→ **WORK TO DO**:
Render every line of the items below as a JSON list of strings, one string per line, and omit any blank lines.

Excerpt from a dataset:
--*--
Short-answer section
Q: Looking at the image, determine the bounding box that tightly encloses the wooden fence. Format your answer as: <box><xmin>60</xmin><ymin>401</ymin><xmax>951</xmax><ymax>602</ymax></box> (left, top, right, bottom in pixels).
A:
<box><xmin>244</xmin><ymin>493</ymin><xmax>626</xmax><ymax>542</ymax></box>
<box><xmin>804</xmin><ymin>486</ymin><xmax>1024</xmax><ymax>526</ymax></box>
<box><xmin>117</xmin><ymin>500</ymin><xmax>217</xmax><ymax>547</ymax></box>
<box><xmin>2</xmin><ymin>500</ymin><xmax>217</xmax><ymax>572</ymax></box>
--*--
→ **ANSWER TO THIS PROBLEM**:
[
  "Short-answer section",
  "Q: Looking at the image, determine the bounding box that tightly encloses the wooden fence. Format your answer as: <box><xmin>60</xmin><ymin>401</ymin><xmax>951</xmax><ymax>602</ymax></box> (left, top, right, bottom in pixels).",
  "A:",
  "<box><xmin>244</xmin><ymin>493</ymin><xmax>626</xmax><ymax>542</ymax></box>",
  "<box><xmin>804</xmin><ymin>486</ymin><xmax>1024</xmax><ymax>526</ymax></box>",
  "<box><xmin>117</xmin><ymin>500</ymin><xmax>217</xmax><ymax>547</ymax></box>",
  "<box><xmin>2</xmin><ymin>500</ymin><xmax>217</xmax><ymax>572</ymax></box>"
]